> Page excerpt
↓
Train a classifier > predict on training set > increase weight of training instances that were predicted wrong > go back to step 1

Important con: sequential instead of parallel training is slow.

Predictors are weighted based on their training set accuracy.

Weighted error rate of the j'th predictor:
$$r_j = {\sum_{i=1}^{m} w^{(j)}_i \cdot \mathbb{1}(y_i \neq \hat{y}_i^{(j)})}$$
${\hat{y}_j}^{(i)}$ is the j'th predictors prediction for the i'th instance

The weight is then calculated via: (alpha j is weight of predictor j, eta is the learning rate)
$$\alpha_j = \eta \log\left(\frac{1-r_j}{r_j}\right)$$

Weight update rute:
- if the prediction is right, no weight change
- if the prediction is wrong, ${w^{(i)}} = {w^{(i)}}{e^{(\alpha_j)}}$

Lastly, all weights get normalized so they sum to 1. Predictions are made by weighting the predictors by $\alpha_j$

$$\hat{y}(\mathbf{x}) = \underset{k}{argmax} \sum_{j=1}^{N} \alpha_j \cdot \mathbb{1}(\hat{y}_j(\mathbf{x}) = k)$$

In [73]:
from sklearn.ensemble import AdaBoostClassifier

adaClf = AdaBoostClassifier(
    DecisionTreeClassifier(max_depth=1), # this is the default, a "decision stump"
    n_estimators=100,
    learning_rate=0.5,
    random_state=42,
    algorithm="SAMME" # this is the default, and is modified from the adaboost given above
)

adaClf.fit(Xtrain, ytrain)
adaClf.score(Xtest, ytest)

0.896

## Gradient Boosting

Similar conceptually to AdaBoost, but instead of tweaking weights, Gradient Boosting fits the new predictor to the *residual errors* made by the previous predictor.

In [76]:
# Gradient Boosting walkthru

import numpy as np
from sklearn.tree import DecisionTreeRegressor

m = 100 # n instances
rng = np.random.default_rng(seed=42)
X = rng.random((m,1)) - 0.5
noise = .05 * rng.standard_normal(m)
y = 3 * X[:,0]**2 + noise

treeReg1 = DecisionTreeRegressor(max_depth=2, random_state=42)
treeReg1.fit(X,y)

y2 = y - treeReg1.predict(X)
treeReg2 = DecisionTreeRegressor(max_depth=2, random_state=42)
treeReg2.fit(X,y2)

y3 = y2 - treeReg2.predict(X)
treeReg3 = DecisionTreeRegressor(max_depth=2, random_state=42)
treeReg3.fit(X,y2)

# 1 predicts the val, 2 predicts residuals, 3 predicts residuals of residuals, and so on

In [77]:
# Making predictions
Xnew = np.array([[-.4], [0], [.5]])
sum(tree.predict(Xnew) for tree in [treeReg1, treeReg2, treeReg3])

array([0.54781022, 0.06427754, 0.98721801])

In [79]:
# Equivalent to above
from sklearn.ensemble import GradientBoostingRegressor

gradReg = GradientBoostingRegressor(max_depth=2, n_estimators=3, learning_rate=1, random_state=42)
gradReg.fit(X,y)
gradReg.predict(Xnew)
# performs just as poorly (this is a small n of estimators and depth)
↑
> Records provided
↓
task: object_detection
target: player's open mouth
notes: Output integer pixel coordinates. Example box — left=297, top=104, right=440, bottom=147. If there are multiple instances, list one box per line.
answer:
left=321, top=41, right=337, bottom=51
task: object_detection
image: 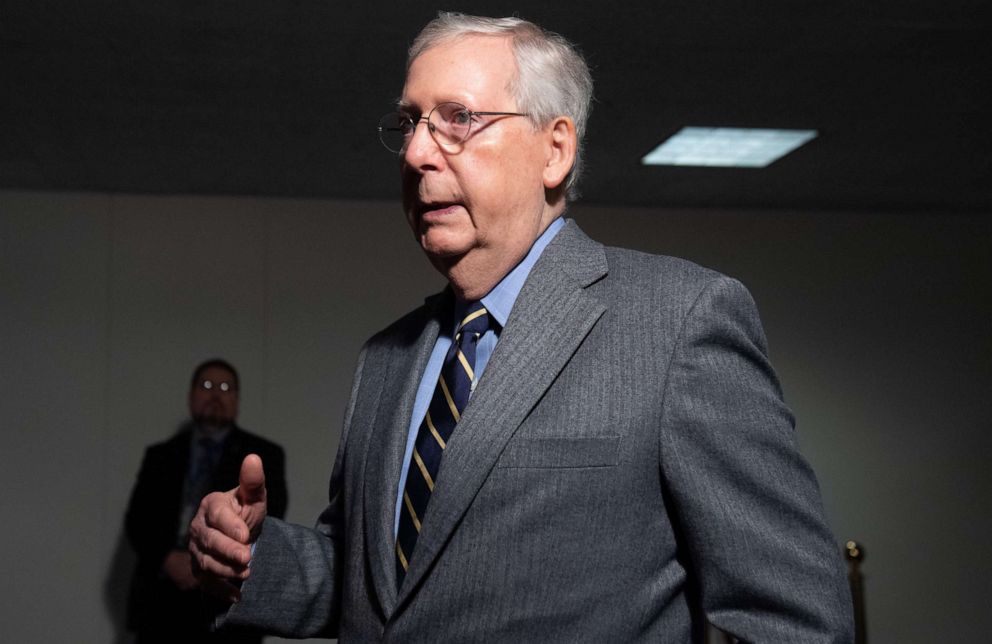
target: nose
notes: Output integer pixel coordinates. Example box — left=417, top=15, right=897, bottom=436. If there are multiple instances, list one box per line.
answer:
left=403, top=116, right=444, bottom=172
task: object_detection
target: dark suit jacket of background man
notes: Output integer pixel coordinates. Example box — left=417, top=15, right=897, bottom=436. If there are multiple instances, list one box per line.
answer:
left=226, top=222, right=852, bottom=643
left=125, top=425, right=287, bottom=633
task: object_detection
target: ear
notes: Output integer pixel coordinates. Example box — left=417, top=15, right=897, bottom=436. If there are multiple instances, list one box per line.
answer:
left=543, top=116, right=579, bottom=190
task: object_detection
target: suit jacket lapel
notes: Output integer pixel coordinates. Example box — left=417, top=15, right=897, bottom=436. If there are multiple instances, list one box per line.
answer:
left=360, top=291, right=451, bottom=615
left=397, top=222, right=607, bottom=602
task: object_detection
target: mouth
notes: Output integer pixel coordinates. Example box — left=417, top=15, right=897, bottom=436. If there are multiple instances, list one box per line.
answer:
left=414, top=201, right=464, bottom=224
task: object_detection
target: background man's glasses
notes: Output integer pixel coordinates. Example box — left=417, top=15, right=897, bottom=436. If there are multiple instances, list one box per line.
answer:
left=379, top=103, right=527, bottom=154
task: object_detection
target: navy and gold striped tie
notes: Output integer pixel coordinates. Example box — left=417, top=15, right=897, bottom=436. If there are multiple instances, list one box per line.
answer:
left=396, top=302, right=489, bottom=587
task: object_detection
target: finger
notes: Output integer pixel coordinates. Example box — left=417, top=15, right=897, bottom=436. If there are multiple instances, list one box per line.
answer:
left=237, top=454, right=265, bottom=505
left=201, top=490, right=249, bottom=543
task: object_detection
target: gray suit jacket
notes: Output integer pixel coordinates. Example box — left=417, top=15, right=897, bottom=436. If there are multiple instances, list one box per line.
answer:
left=227, top=222, right=852, bottom=642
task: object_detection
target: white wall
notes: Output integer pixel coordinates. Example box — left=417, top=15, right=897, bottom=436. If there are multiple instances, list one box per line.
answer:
left=0, top=191, right=992, bottom=643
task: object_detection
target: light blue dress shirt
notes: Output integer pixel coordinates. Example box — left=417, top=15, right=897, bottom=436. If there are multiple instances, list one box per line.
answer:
left=393, top=217, right=565, bottom=536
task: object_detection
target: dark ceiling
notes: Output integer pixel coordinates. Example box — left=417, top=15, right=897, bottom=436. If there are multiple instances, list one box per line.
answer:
left=0, top=0, right=992, bottom=213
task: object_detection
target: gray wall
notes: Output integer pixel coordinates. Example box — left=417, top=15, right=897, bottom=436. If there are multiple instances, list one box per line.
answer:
left=0, top=191, right=992, bottom=643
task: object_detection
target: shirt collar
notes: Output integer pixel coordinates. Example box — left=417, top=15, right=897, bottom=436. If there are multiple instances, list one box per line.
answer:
left=482, top=217, right=565, bottom=328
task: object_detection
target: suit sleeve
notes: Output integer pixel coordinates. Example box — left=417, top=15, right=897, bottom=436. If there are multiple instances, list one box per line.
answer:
left=124, top=447, right=182, bottom=570
left=659, top=277, right=853, bottom=642
left=218, top=350, right=365, bottom=638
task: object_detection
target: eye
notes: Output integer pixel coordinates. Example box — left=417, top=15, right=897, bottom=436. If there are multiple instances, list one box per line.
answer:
left=396, top=114, right=417, bottom=136
left=451, top=110, right=472, bottom=127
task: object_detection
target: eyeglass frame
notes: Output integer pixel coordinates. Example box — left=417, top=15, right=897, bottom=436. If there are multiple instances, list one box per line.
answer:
left=377, top=101, right=530, bottom=154
left=196, top=378, right=238, bottom=394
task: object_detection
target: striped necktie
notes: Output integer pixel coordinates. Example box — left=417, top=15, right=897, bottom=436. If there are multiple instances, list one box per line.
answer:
left=396, top=302, right=489, bottom=587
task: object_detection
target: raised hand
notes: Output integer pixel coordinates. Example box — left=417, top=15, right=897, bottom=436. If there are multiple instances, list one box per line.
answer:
left=189, top=454, right=266, bottom=601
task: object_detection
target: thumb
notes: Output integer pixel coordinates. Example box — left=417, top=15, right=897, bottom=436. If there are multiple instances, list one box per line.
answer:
left=238, top=454, right=265, bottom=506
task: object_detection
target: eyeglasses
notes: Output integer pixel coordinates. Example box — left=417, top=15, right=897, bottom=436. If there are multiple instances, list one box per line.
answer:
left=379, top=103, right=527, bottom=154
left=197, top=380, right=237, bottom=393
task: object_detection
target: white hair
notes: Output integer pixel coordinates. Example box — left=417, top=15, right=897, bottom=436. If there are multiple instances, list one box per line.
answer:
left=407, top=11, right=592, bottom=201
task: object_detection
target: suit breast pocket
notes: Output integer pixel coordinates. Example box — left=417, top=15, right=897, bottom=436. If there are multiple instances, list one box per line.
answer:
left=497, top=436, right=620, bottom=468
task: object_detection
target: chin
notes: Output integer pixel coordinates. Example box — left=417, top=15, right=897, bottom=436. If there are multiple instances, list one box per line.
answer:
left=420, top=229, right=473, bottom=259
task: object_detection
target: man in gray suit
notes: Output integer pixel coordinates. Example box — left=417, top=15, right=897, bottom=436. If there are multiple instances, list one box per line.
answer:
left=191, top=14, right=852, bottom=642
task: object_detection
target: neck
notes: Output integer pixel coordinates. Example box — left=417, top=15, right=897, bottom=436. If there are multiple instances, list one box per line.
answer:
left=438, top=200, right=565, bottom=302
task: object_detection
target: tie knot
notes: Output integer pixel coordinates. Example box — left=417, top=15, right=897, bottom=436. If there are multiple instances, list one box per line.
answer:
left=456, top=302, right=489, bottom=335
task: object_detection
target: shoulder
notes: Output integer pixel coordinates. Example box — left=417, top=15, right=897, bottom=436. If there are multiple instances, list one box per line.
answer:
left=364, top=289, right=452, bottom=351
left=606, top=246, right=746, bottom=301
left=145, top=426, right=193, bottom=459
left=228, top=427, right=283, bottom=460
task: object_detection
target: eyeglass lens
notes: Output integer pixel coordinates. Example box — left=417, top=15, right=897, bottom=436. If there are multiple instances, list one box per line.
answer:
left=200, top=380, right=234, bottom=393
left=379, top=103, right=472, bottom=153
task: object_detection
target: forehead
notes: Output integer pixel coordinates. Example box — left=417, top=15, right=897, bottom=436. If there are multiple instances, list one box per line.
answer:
left=400, top=35, right=517, bottom=110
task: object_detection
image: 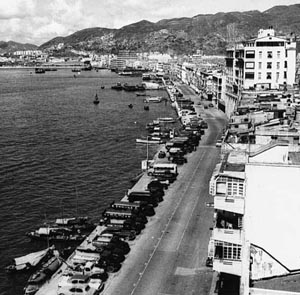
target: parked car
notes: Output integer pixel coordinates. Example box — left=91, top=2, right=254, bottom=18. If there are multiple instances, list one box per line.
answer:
left=216, top=139, right=222, bottom=147
left=157, top=151, right=166, bottom=159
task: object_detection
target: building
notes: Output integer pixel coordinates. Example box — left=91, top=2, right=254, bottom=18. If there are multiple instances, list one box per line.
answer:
left=225, top=27, right=296, bottom=116
left=209, top=142, right=300, bottom=295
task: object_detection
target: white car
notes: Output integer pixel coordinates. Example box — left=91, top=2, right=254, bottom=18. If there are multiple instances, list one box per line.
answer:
left=216, top=139, right=222, bottom=147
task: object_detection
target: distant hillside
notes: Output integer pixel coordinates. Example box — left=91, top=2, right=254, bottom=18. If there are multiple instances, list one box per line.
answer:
left=35, top=4, right=300, bottom=54
left=0, top=41, right=38, bottom=54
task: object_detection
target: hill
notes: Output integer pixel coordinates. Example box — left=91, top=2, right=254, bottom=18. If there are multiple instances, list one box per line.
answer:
left=0, top=41, right=38, bottom=54
left=34, top=4, right=300, bottom=54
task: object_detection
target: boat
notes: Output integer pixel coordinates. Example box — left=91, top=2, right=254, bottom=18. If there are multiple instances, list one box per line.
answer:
left=157, top=117, right=176, bottom=123
left=55, top=216, right=95, bottom=231
left=135, top=137, right=164, bottom=144
left=26, top=226, right=86, bottom=243
left=144, top=96, right=162, bottom=103
left=35, top=68, right=46, bottom=74
left=93, top=93, right=99, bottom=104
left=24, top=256, right=62, bottom=295
left=5, top=246, right=54, bottom=273
left=111, top=82, right=123, bottom=90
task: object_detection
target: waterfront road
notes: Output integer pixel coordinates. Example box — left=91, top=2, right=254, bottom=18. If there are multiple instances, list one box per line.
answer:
left=103, top=85, right=226, bottom=295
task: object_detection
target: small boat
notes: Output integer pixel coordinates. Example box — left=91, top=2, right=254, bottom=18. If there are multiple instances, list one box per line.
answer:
left=144, top=96, right=162, bottom=103
left=5, top=246, right=54, bottom=273
left=157, top=117, right=176, bottom=123
left=93, top=93, right=99, bottom=104
left=135, top=137, right=164, bottom=144
left=111, top=82, right=123, bottom=90
left=35, top=68, right=46, bottom=74
left=26, top=227, right=86, bottom=243
left=24, top=256, right=62, bottom=295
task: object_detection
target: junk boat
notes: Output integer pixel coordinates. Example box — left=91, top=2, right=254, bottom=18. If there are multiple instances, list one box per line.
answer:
left=111, top=82, right=123, bottom=90
left=144, top=96, right=162, bottom=103
left=93, top=93, right=99, bottom=104
left=5, top=246, right=54, bottom=273
left=135, top=137, right=164, bottom=144
left=24, top=256, right=61, bottom=295
left=26, top=227, right=86, bottom=243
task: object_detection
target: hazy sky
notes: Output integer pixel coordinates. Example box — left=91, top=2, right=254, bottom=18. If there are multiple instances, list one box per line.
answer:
left=0, top=0, right=300, bottom=45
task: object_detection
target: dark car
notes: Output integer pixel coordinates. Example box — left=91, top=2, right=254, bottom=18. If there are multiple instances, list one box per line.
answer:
left=172, top=157, right=187, bottom=165
left=157, top=151, right=166, bottom=159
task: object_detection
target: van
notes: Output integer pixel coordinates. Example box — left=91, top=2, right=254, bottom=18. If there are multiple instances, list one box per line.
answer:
left=148, top=163, right=178, bottom=176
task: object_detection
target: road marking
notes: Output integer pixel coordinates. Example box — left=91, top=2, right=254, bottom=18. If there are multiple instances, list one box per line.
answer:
left=130, top=153, right=204, bottom=295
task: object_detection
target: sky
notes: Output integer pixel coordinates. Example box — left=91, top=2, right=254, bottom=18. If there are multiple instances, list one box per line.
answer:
↑
> Work to complete
a: In the boosting notes, what is named as the important con of AdaBoost?
b: Please list every keyword argument, with its value, passed to GradientBoostingRegressor in the boosting notes.
c: Write what comes next in the boosting notes, picking up after their final line.
The items are separate material, apart from the boosting notes.

> Task-by-task outputs
a: Sequential instead of parallel training is slow.

b: max_depth=2, n_estimators=3, learning_rate=1, random_state=42

c:
array([0.57356534, 0.0405142 , 0.66914249])

`learning_rate` scales how much each tree contributes. Low eta = more trees needed, but generalizes better. This is called *shrinkage* and is regularization. Use cross-val to find best learning rate.

To find the optimal number of trees, set `n_iter_no_change` hyperparam. If you get no changes in 10 new trees, gradient boosting will stop.

In [82]:
gradStop = GradientBoostingRegressor(max_depth=2, learning_rate=.05, n_estimators=500, n_iter_no_change=10, random_state=42)
gradStop.fit(X,y)
gradStop.n_estimators_
# when n_iter_no_change is set, sklearn makes a small validation set with the training data to figure out if theres change. tol= hyperparam controls how much you need to see to count as change

53

In [83]:
# Stochastic Gradient Boosting
GradientBoostingRegressor(max_depth=2, learning_rate=.05, n_estimators=500, subsample=0.25, random_state=42)

#subsample trains each successive tree on that fraction of the data. High bias, lower variance, faster training.

#### Histogram-based Gradient Boosting

HGB is good for huge datasets. It bins the input features and replaces them with integers. N bins is controlled by max_bins= hyperparam, default is 255 (and it cant be higher than 255). Makes checking thresholds much faster.

HGB is O(b x m), grad boost is usually O(n x m x log(m)). b=bins, n=features, m=instances.


In [None]:
from sklearn.ensemble import HistGradientBoostingClassifier
# Early stopping default turned on for m > 10000 
# No subsampling
# n_estimators becomes max_iter
# Minimal number of hyperparams to tweak

# Supports missing vals and categorical vals by default

In [None]:
# pipeline example for HGB -> based on california dataset ch2
from sklearn.pipeline import make_pipeline
from sklearn.compose import make_column_transformer
from sklearn.ensemble import HistGradientBoostingRegressor
from sklearn.preprocessing import OrdinalEncoder

hgbReg = make_pipeline(
    make_column_transformer((OrdinalEncoder(), ["ocean_proximity"]),
                            remainder="passthrough"),
    HistGradientBoostingRegressor(categorical_features=[0], random_state=42)
)

### Other Gradient Boosting

XGBoost, CatBoost, and LightGBM are all gradient boosting libraries that perform very well.

## Stacking (stacked generalization)

What if instead of some simple voting algorithm, we trained a model to do the aggregation?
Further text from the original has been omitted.